Task material
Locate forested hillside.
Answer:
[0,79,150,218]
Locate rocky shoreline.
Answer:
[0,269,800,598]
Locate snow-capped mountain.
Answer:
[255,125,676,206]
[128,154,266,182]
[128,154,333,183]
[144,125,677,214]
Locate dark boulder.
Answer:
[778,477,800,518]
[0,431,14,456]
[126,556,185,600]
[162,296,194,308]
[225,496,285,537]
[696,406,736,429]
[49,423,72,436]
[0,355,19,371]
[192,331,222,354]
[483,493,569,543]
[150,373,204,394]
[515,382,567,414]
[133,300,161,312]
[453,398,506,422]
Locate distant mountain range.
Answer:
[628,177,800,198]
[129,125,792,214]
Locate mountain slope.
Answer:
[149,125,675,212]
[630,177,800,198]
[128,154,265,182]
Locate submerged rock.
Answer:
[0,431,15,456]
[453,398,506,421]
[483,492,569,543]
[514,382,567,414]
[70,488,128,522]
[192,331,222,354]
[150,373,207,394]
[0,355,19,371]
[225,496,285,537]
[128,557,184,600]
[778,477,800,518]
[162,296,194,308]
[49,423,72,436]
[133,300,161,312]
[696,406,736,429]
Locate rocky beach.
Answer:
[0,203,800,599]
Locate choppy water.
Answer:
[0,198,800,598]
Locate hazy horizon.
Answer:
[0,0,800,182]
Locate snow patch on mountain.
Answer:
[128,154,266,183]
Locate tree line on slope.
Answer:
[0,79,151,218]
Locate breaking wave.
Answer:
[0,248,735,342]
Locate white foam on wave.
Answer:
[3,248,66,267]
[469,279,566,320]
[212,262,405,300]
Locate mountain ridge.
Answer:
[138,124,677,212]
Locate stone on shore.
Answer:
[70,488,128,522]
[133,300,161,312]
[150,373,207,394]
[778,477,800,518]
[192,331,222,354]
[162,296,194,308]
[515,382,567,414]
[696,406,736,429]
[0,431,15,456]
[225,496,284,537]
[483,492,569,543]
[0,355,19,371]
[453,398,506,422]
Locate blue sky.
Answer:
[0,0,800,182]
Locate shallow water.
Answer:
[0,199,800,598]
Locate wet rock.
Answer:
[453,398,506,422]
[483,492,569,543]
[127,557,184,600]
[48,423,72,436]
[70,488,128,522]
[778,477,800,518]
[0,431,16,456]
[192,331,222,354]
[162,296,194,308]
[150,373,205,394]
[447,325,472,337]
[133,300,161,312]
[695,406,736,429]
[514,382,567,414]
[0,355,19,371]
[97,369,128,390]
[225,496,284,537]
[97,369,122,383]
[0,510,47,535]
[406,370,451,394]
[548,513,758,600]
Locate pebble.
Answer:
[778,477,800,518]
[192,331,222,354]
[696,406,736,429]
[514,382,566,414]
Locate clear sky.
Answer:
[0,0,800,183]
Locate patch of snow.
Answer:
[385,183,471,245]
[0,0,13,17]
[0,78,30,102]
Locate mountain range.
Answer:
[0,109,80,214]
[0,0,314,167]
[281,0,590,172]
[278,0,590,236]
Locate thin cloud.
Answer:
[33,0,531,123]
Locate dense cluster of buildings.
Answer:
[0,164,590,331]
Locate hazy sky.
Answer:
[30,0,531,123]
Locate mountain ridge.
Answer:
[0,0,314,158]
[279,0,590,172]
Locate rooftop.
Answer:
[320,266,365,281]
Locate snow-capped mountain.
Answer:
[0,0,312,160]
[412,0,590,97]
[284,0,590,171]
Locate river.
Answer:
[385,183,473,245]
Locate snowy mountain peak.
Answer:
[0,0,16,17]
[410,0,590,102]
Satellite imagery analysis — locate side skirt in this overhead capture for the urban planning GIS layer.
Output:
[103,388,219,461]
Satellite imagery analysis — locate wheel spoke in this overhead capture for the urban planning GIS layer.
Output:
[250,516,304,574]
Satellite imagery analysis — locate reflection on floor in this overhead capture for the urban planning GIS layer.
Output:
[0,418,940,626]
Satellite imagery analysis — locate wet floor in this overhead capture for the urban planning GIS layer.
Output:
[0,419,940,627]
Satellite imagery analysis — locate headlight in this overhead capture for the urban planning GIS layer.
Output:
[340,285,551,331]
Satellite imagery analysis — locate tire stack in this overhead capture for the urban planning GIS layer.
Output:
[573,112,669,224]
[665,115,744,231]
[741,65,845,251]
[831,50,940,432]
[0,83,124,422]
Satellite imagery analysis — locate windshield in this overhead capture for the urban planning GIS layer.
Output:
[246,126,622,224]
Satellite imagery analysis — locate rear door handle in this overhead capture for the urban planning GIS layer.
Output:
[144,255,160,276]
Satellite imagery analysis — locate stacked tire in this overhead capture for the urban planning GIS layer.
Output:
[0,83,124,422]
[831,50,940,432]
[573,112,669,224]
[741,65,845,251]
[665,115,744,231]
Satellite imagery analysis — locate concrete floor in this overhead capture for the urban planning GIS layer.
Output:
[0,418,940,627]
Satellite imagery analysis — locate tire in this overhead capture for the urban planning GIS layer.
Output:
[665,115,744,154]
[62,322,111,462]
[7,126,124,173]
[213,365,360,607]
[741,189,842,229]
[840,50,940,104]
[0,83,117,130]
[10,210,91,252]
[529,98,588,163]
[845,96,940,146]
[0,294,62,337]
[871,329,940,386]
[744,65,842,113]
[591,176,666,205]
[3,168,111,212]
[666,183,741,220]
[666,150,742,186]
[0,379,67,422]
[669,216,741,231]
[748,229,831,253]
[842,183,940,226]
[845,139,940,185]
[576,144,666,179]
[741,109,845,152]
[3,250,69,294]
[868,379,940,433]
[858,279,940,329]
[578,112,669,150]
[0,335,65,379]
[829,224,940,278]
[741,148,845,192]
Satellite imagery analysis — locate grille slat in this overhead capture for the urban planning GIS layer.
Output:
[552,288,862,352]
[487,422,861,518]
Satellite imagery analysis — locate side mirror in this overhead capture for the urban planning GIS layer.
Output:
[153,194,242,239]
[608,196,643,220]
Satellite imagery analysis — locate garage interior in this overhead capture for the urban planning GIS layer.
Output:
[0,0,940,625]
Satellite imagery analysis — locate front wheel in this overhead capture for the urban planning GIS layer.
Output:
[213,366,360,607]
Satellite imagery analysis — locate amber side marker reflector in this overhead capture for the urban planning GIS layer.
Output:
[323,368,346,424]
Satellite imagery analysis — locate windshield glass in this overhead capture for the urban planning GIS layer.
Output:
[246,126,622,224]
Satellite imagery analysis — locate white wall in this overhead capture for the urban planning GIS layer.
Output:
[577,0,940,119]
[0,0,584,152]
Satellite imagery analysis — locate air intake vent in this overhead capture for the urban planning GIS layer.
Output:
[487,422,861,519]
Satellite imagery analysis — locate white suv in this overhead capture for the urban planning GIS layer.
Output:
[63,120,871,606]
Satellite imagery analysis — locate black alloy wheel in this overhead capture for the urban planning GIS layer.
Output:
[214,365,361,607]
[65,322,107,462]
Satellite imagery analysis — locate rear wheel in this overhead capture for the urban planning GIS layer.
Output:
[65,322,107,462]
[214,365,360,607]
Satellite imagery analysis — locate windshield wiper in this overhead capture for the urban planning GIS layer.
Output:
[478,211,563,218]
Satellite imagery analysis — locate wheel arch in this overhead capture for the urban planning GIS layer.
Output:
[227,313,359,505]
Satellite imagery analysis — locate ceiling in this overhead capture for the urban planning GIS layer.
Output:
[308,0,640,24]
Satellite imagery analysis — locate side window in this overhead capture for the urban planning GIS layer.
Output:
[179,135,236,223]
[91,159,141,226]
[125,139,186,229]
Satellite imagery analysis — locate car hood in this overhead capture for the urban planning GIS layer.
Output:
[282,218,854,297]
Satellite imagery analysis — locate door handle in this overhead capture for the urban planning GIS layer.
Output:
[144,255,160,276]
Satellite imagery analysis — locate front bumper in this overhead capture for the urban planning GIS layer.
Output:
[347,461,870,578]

Task description
Can you rewrite the material from the line with "Locate tree line on slope." to the line with "[0,418,940,626]", swapping "Answer" for "Result" and leaving everything else unchanged?

The response
Locate tree line on slope.
Result:
[0,79,151,218]
Locate breaking wave.
Result:
[0,248,735,342]
Locate white foam on wave.
Result:
[3,248,66,267]
[469,279,566,320]
[212,262,405,300]
Locate mountain ridge.
Result:
[138,124,677,212]
Locate stone on shore.
Result:
[70,488,128,522]
[133,300,161,312]
[150,373,207,394]
[778,477,800,518]
[192,331,222,354]
[162,296,194,308]
[515,382,567,414]
[696,406,736,429]
[0,431,15,456]
[225,496,284,537]
[483,492,569,543]
[0,355,19,371]
[453,398,506,422]
Locate blue sky.
Result:
[0,0,800,182]
Locate shallow water.
Result:
[0,199,800,598]
Locate wet rock.
Result:
[453,398,506,422]
[483,492,569,543]
[127,557,184,600]
[48,423,72,436]
[70,488,128,522]
[778,477,800,518]
[0,431,16,456]
[192,331,222,354]
[162,296,194,308]
[150,373,205,394]
[447,325,472,337]
[133,300,161,312]
[695,406,736,429]
[514,382,567,414]
[0,355,19,371]
[97,369,128,390]
[225,496,284,537]
[97,369,122,383]
[0,510,47,535]
[406,370,451,394]
[548,513,758,600]
Locate pebble.
Result:
[778,477,800,518]
[192,331,222,354]
[696,406,736,429]
[514,382,566,414]
Locate clear sky.
Result:
[0,0,800,183]
Locate patch of snow.
Result:
[385,183,471,245]
[0,0,13,17]
[0,78,30,102]
Locate mountain range.
Result:
[0,109,80,214]
[0,0,314,167]
[281,0,590,172]
[278,0,590,236]
Locate thin cloud.
Result:
[33,0,531,123]
Locate dense cluster of buildings.
Result:
[0,164,590,331]
Locate hazy sky.
Result:
[30,0,531,123]
Locate mountain ridge.
Result:
[0,0,314,158]
[279,0,590,172]
Locate rooftop.
Result:
[320,266,365,281]
Locate snow-capped mountain.
Result:
[0,0,312,160]
[412,0,590,97]
[284,0,590,171]
Locate river.
Result:
[385,183,473,245]
Locate snowy mountain peak.
Result:
[0,0,16,17]
[410,0,590,102]
Satellite imagery analysis — locate side skirt in this overhead capture for the urban planning GIS layer.
Output:
[103,388,219,461]
Satellite imagery analysis — locate wheel spoke in this overhead capture for the urban planning GIS layer.
Output:
[250,516,304,574]
Satellite imagery analysis — locate reflection on floor in this overhead capture for the urban planning GIS layer.
Output:
[0,418,940,626]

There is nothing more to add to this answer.